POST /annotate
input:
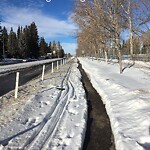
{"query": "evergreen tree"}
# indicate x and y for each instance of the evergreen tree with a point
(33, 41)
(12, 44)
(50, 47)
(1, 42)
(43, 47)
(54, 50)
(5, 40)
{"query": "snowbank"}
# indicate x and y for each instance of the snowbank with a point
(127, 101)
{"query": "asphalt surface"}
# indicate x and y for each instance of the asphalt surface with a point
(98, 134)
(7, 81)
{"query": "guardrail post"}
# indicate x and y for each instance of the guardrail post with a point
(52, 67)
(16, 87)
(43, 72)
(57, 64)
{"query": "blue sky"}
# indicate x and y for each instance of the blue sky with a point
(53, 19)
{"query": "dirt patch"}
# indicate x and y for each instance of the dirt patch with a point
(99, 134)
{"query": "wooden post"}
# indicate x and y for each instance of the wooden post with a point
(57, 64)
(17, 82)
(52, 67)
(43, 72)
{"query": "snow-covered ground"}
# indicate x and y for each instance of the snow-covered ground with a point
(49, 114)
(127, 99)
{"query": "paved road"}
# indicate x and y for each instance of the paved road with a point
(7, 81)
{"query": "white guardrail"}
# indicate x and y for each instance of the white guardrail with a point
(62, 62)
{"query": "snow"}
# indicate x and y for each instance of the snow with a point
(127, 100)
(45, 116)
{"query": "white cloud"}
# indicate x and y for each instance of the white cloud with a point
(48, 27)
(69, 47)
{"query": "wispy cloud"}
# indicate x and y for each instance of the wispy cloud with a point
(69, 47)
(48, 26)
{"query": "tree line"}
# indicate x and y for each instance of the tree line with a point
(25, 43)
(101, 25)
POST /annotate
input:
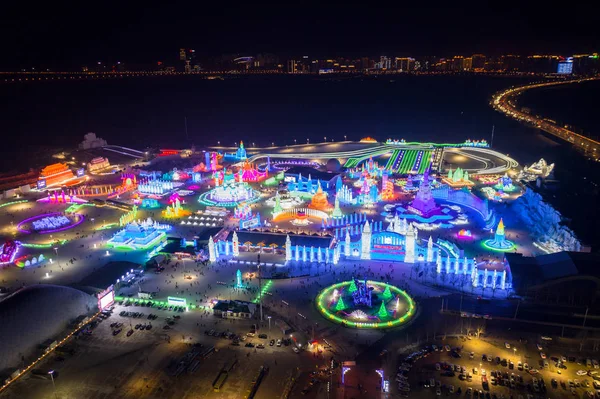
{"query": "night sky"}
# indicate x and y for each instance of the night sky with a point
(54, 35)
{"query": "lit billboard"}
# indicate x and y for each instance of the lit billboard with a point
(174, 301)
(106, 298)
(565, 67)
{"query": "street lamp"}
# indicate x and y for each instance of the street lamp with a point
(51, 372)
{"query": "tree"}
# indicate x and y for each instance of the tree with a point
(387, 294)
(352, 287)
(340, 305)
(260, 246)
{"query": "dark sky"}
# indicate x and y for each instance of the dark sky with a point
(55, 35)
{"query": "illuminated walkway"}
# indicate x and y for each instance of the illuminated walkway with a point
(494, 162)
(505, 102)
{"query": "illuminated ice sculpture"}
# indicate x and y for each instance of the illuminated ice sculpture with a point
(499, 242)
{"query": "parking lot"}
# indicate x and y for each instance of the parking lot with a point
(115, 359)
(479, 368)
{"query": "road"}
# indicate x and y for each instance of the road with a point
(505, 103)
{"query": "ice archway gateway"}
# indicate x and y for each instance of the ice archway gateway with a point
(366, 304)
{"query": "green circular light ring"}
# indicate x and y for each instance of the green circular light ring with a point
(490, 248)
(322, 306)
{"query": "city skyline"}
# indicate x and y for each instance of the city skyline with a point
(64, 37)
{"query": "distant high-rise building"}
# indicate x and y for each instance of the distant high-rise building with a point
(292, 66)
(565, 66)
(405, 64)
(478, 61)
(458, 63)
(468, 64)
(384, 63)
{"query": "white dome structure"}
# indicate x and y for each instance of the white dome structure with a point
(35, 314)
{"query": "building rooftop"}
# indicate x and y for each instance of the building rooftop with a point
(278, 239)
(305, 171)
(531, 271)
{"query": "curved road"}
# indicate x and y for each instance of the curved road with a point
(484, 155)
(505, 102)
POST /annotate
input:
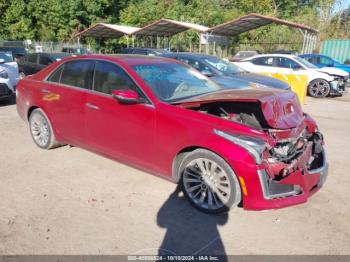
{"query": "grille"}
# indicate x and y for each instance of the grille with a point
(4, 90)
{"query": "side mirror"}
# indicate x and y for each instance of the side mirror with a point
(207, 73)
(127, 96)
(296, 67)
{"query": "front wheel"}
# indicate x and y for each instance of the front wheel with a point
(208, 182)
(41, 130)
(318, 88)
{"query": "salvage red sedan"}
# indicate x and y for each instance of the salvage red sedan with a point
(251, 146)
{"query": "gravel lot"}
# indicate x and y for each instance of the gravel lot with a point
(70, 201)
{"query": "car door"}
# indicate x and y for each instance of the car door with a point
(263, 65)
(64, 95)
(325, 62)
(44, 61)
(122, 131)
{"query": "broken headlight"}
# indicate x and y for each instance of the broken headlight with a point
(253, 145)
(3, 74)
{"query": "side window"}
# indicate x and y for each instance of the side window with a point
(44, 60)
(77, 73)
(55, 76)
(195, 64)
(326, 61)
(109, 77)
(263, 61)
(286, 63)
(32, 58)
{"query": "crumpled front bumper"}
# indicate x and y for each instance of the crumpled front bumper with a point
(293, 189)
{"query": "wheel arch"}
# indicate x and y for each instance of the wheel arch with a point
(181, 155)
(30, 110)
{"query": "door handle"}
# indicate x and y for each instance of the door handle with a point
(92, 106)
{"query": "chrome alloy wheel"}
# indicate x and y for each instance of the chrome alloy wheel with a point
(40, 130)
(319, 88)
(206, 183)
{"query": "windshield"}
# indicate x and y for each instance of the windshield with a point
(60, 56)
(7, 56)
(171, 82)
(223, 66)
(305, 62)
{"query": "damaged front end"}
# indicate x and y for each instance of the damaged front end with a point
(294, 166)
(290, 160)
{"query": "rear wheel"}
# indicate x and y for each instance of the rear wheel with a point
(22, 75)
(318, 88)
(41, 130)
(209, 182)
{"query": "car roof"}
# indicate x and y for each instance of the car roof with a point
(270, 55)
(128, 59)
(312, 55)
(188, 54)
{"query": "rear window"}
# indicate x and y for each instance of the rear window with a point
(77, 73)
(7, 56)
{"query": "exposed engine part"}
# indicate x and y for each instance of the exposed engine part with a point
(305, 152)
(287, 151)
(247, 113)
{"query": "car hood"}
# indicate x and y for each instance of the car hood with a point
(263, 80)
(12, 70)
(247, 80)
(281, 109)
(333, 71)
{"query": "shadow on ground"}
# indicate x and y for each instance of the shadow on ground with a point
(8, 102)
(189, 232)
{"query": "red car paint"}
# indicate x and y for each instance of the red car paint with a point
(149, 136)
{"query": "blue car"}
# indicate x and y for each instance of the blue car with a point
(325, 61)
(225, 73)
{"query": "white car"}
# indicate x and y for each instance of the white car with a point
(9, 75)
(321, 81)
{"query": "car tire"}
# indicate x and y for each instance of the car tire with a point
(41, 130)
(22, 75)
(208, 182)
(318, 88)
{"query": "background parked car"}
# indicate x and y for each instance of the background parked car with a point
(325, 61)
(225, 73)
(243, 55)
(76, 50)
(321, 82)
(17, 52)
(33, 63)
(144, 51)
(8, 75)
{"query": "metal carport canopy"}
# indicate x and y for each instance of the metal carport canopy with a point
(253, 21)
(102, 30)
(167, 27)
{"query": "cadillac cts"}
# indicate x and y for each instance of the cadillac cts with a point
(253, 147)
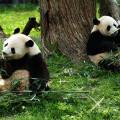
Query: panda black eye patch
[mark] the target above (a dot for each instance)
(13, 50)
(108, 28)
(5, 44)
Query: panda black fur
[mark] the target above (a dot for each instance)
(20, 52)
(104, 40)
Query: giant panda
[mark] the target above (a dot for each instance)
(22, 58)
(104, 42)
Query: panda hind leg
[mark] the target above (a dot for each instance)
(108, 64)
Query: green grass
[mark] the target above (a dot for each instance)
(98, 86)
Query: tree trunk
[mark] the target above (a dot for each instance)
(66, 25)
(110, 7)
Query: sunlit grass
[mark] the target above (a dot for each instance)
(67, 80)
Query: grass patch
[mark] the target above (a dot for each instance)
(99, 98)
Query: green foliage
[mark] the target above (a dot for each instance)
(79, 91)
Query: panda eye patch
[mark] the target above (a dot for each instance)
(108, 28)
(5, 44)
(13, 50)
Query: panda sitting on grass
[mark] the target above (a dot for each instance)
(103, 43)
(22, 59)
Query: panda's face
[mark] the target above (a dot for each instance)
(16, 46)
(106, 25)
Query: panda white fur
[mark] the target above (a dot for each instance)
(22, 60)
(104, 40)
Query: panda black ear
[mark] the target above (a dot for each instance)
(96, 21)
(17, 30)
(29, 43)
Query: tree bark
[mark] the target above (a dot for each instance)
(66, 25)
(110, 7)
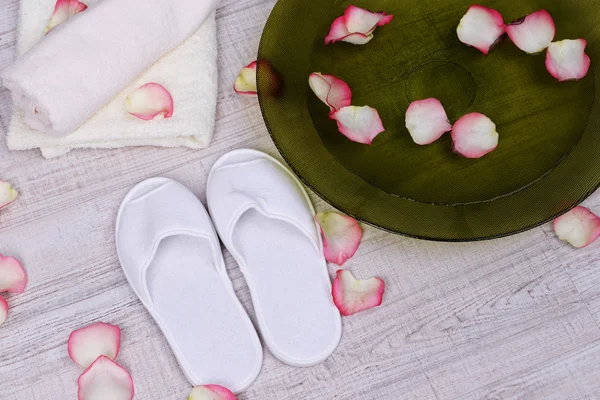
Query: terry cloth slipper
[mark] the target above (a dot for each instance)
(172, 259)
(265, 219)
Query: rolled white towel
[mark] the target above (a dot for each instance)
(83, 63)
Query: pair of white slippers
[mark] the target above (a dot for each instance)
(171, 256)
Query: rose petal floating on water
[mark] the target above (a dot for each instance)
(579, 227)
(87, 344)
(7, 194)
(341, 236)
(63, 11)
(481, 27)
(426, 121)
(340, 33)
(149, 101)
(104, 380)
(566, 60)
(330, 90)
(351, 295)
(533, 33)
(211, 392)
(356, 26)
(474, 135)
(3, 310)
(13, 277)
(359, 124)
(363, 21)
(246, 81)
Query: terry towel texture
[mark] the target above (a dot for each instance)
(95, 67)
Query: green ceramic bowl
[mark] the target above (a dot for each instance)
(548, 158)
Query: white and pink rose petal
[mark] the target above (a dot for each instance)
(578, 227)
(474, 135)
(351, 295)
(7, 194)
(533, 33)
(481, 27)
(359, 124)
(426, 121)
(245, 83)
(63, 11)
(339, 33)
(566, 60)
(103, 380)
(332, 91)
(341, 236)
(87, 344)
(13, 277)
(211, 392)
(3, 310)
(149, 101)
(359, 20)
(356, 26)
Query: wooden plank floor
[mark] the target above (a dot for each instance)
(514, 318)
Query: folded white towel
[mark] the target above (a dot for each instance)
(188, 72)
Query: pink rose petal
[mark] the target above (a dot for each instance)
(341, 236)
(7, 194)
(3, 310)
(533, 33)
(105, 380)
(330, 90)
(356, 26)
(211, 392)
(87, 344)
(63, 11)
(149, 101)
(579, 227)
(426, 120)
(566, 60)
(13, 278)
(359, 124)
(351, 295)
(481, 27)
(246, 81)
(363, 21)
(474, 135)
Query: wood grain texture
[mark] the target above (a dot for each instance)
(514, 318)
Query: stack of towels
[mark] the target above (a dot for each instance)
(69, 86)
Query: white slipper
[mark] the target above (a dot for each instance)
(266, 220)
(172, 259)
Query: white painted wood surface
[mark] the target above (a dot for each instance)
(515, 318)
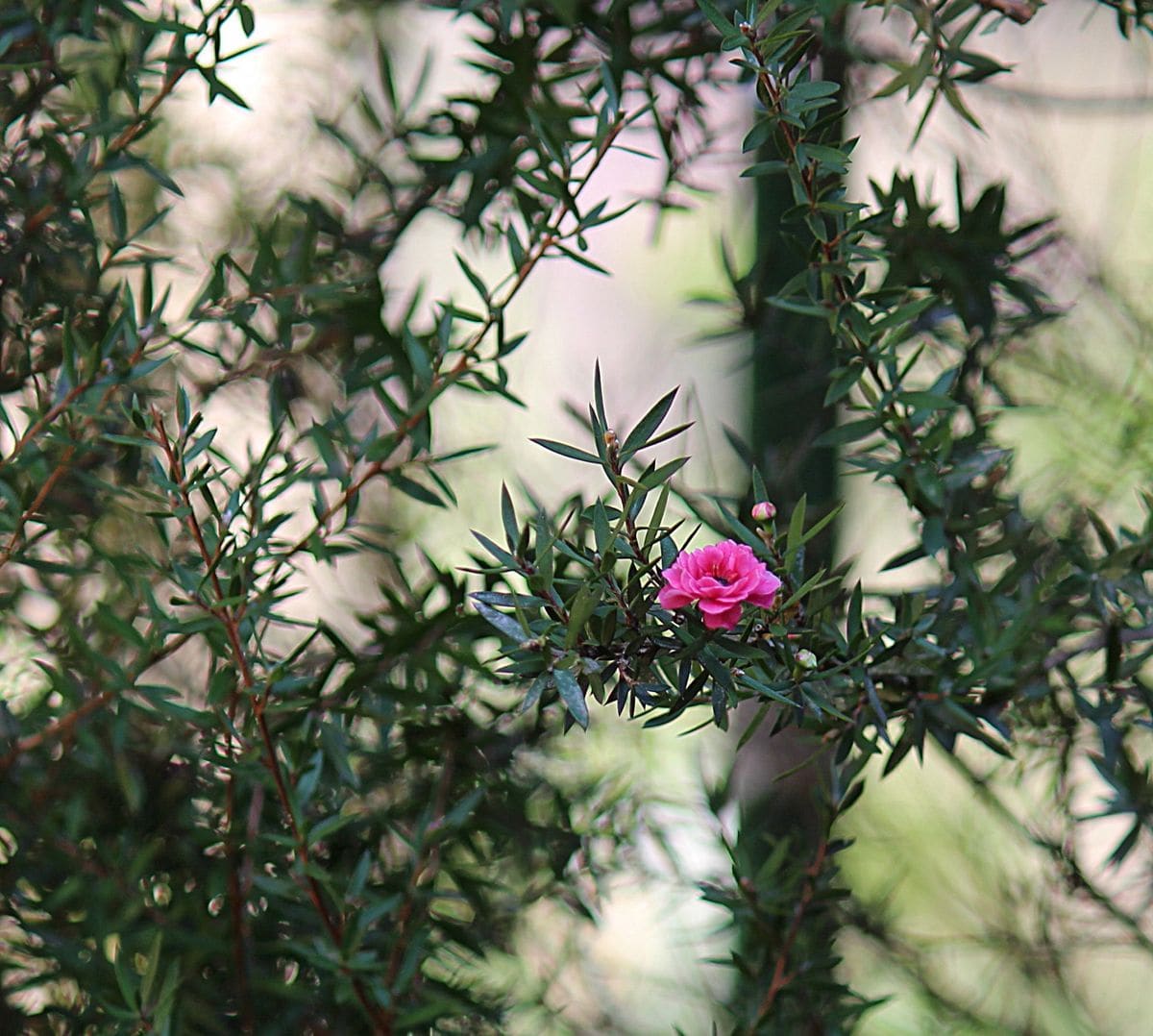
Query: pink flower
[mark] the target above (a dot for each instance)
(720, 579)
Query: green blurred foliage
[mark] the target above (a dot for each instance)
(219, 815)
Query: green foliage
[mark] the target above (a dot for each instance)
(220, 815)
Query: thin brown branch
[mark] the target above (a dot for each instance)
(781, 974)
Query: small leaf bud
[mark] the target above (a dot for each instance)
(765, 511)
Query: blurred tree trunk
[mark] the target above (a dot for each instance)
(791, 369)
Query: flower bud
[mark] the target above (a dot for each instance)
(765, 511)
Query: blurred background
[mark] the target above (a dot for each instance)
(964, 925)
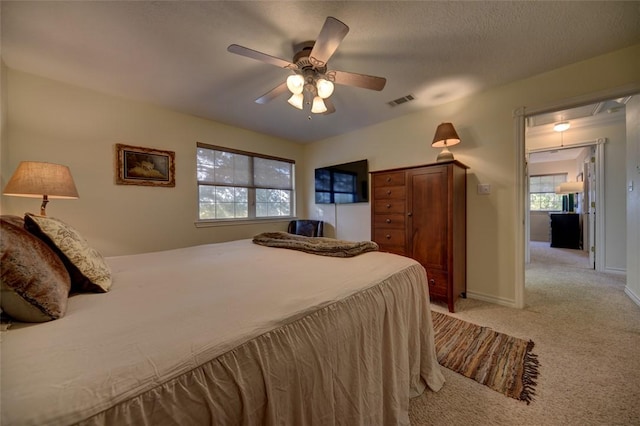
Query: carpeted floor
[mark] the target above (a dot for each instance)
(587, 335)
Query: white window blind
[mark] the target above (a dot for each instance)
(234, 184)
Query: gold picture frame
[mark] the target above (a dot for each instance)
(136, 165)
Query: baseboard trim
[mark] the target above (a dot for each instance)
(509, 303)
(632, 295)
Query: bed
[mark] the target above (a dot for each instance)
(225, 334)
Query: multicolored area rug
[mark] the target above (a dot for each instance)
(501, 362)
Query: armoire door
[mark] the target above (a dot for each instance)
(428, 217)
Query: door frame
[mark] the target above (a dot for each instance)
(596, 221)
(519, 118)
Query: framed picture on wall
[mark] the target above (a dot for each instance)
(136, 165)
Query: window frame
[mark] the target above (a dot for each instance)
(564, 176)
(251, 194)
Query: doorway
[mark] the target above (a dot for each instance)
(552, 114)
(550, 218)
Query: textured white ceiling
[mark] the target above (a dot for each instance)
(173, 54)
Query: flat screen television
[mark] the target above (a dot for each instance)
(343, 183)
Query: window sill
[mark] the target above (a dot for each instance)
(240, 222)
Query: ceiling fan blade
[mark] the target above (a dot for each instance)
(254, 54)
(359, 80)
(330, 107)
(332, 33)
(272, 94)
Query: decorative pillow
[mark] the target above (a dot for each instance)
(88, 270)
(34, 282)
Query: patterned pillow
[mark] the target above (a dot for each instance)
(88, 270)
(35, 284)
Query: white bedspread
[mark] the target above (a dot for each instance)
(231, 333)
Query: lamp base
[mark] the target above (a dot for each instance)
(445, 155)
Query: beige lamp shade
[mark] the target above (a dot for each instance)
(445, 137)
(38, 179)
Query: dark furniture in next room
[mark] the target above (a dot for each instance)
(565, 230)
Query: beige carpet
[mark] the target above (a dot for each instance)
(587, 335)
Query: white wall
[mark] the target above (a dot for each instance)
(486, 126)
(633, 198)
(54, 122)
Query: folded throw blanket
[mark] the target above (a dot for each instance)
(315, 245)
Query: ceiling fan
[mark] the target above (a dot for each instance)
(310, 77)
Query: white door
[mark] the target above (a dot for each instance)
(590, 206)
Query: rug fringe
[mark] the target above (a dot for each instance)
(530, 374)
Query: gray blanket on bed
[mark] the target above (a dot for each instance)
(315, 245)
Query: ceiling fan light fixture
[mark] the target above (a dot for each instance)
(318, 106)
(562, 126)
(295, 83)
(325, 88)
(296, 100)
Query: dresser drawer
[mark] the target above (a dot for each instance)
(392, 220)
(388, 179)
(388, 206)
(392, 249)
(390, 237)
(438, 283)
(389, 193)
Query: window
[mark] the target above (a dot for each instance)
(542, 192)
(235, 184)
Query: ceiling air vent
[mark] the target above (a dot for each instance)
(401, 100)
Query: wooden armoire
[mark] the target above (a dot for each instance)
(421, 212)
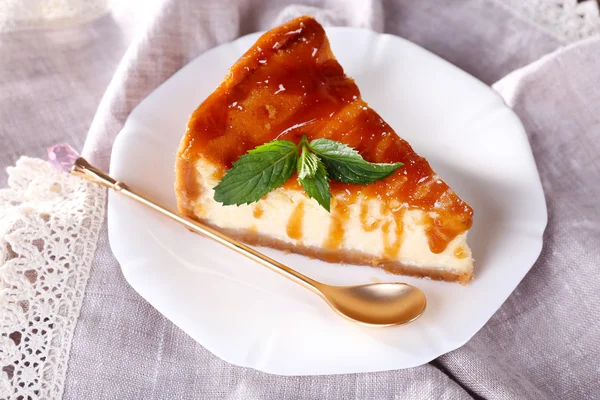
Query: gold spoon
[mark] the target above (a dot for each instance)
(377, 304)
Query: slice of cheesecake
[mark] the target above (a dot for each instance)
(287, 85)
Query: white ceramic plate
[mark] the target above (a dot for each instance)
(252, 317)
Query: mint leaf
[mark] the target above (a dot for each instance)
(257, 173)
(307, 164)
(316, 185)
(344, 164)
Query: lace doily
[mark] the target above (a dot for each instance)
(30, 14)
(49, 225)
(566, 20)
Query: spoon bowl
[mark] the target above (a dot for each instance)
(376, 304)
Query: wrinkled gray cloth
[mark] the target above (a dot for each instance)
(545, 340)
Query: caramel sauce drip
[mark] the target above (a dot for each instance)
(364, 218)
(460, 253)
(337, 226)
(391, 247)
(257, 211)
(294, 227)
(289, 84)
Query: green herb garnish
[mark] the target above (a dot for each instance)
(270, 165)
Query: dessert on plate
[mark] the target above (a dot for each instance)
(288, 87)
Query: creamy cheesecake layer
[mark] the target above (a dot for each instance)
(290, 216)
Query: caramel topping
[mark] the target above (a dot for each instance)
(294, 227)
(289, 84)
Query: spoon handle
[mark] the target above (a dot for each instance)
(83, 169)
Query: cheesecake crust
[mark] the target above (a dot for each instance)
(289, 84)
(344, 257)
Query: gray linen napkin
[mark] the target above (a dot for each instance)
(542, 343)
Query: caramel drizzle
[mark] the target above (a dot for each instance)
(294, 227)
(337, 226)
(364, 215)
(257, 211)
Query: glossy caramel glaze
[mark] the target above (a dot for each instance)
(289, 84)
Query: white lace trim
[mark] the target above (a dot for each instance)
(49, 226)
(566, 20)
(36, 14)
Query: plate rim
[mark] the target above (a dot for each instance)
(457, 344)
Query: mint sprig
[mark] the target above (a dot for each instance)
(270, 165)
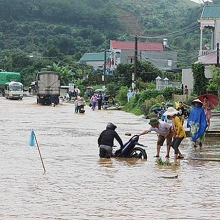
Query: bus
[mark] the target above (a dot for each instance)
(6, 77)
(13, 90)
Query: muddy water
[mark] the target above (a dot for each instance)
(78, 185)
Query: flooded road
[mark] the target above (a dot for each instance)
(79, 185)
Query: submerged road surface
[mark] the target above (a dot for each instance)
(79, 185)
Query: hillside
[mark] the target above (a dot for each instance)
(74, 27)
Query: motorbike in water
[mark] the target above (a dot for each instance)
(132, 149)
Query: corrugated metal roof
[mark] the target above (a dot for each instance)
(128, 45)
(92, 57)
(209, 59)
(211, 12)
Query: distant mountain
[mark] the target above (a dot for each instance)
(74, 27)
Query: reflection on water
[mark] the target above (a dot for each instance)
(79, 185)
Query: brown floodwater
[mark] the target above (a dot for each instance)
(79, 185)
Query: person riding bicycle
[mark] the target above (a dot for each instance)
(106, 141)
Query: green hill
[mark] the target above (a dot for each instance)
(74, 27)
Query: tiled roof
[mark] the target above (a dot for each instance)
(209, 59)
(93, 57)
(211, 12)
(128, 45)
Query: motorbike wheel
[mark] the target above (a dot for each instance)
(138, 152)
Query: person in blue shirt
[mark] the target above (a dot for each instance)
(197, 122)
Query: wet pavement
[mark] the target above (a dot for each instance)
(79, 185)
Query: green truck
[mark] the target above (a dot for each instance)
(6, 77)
◇ ◇ ◇ ◇ ◇ ◇ ◇
Search the listing above for the lines with "Query: submerged road surface" and "Query: distant mountain", then output those lines and all lines between them exactly.

Exercise solution:
Query: submerged road surface
[mark] the target above (a dot for each instance)
(79, 185)
Query: hillside
[mark] the target above (a dot for each instance)
(74, 27)
Query: motorbike in water
[mark] the target above (a dot for each instance)
(132, 149)
Query: corrugated metal roof
[mark] the target above (a dot for each instance)
(128, 45)
(92, 57)
(209, 59)
(211, 12)
Query: distant mountain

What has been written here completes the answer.